### [Text extract]

* * * * * * * * *

Subject to the limitation set forth in the immediately succeeding paragraph and subject to the provisions of Section 3 of this Agreement, the Company shall be entitled to delay the initial filing of the Shelf Registration Statement, suspend its obligation to file any amendment to the Shelf Registration Statement, furnish any supplement or amendment to a Prospectus included in the Shelf Registration Statement, make any other filing with the SEC that would be incorporated by reference into the Shelf Registration Statement, cause the Shelf Registration Statement to remain effective or take any similar action (collectively, “Registration Actions”) if there is a possible acquisition or business combination or other transaction, business development or event involving the Company, the Guarantors or any of their subsidiaries that, upon the advice of counsel, would require disclosure in the Shelf Registration Statement and the Company determines in the exercise of its good faith judgment and not for the purpose of avoidance of its obligations under this Agreement that such disclosure is not in the best interest of the Company and its stockholders or obtaining any financial statements relating to any such acquisition or business combination required to be included in the Shelf Registration Statement would be impracticable or upon any event described in Section 3(a)(vi)(5). Upon the occurrence of any of the conditions described in the foregoing sentence, the Company shall give prompt notice (a “Suspension Notice”) thereof to the Holders. Upon the termination of such condition, the Company shall give prompt notice thereof to the Holders and shall promptly proceed with all Registration Actions that were suspended pursuant to this paragraph.

* * * * * * * * *

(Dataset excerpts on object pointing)
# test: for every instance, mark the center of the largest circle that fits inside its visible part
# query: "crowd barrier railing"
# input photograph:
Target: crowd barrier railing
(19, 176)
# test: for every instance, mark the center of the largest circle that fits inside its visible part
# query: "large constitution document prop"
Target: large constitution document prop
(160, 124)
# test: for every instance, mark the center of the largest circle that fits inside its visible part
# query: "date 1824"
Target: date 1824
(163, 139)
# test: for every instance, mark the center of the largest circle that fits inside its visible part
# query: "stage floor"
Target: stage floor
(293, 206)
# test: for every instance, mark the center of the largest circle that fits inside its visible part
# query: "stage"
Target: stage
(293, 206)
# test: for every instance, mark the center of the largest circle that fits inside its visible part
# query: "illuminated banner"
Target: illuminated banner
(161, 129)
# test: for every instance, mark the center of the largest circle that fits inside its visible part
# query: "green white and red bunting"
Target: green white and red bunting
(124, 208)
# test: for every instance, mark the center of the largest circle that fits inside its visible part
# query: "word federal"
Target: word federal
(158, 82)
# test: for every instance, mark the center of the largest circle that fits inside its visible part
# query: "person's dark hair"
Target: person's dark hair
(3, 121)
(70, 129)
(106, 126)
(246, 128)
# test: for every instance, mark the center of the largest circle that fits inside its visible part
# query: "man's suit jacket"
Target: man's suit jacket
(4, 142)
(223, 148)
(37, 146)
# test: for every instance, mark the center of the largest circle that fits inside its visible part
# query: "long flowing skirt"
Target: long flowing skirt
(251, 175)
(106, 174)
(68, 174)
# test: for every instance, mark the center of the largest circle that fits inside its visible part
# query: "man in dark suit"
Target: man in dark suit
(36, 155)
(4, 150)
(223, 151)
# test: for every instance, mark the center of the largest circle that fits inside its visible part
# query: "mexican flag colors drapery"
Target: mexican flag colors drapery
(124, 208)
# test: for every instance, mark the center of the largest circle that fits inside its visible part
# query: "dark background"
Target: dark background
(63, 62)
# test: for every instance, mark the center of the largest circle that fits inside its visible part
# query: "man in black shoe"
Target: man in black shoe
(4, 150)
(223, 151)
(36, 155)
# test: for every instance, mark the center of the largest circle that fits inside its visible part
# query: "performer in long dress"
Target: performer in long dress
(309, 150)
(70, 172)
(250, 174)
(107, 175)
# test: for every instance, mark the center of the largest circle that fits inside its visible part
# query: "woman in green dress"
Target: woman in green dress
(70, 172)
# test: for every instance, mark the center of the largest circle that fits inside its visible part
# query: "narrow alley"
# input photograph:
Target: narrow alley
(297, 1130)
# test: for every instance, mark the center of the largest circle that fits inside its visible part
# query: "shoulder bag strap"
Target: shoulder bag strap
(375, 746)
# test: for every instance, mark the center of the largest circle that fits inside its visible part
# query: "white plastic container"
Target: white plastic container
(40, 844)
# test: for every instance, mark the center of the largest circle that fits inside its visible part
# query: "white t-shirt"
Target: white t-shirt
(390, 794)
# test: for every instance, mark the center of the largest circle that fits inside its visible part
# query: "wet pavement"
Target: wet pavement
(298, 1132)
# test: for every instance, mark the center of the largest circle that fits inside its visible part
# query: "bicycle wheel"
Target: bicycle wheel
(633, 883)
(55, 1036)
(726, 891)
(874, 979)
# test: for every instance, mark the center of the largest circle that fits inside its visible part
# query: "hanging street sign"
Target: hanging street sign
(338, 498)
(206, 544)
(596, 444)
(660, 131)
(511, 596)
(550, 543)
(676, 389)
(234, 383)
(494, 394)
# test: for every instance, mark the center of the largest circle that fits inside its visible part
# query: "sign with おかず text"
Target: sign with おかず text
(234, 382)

* * * * * * * * *

### [Written exercise A]
Using the shelf registration clause, decide whether each statement agrees with it, answering yes or no and quoting the deciding words. (i) When a delaying condition occurs, the Company must notify the Holders. (ii) The Company may delay the filing in order to avoid its obligations under the Agreement. (iii) After the condition ends, the Company may hold off on the suspended Registration Actions until a later date of its choosing.
### [Written exercise B]
Put this sentence from the shelf registration clause into Spanish: "Upon the occurrence of any of the conditions described in the foregoing sentence, the Company shall give prompt notice (a “Suspension Notice”) thereof to the Holders."
### [Written exercise C]
Resume the shelf registration clause after its final sentence.

### [Written answer A]
(i) Yes: "the Company shall give prompt notice (a “Suspension Notice”) thereof to the Holders"
(ii) No: "not for the purpose of avoidance of its obligations under this Agreement"
(iii) No: "shall promptly proceed with all Registration Actions that were suspended pursuant to this paragraph"

### [Written answer B]
Al producirse cualquiera de las condiciones descritas en la oración anterior, la Compañía deberá notificarlo sin demora (una «Notificación de Suspensión») a los Tenedores.

### [Written answer C]
 

The Company may suspend Registration Actions pursuant to the preceding paragraph for one or more periods (each, a “Suspension Period”) not to exceed 90 days in the aggregate during any 365-day period. Each Suspension Period shall be deemed to begin on the date the relevant Suspension Notice is given to the Holders and shall end on the date on which the Company gives the Holders a notice that the Suspension Period has terminated.  The Company shall extend the Shelf Effectiveness Period by the total number of days during which a Suspension Period was in effect, so long as there are Registrable Securities outstanding.  Notwithstanding anything to the foregoing, the Company shall at all times use its commercially reasonable efforts to end any Suspension Period at the earliest possible time.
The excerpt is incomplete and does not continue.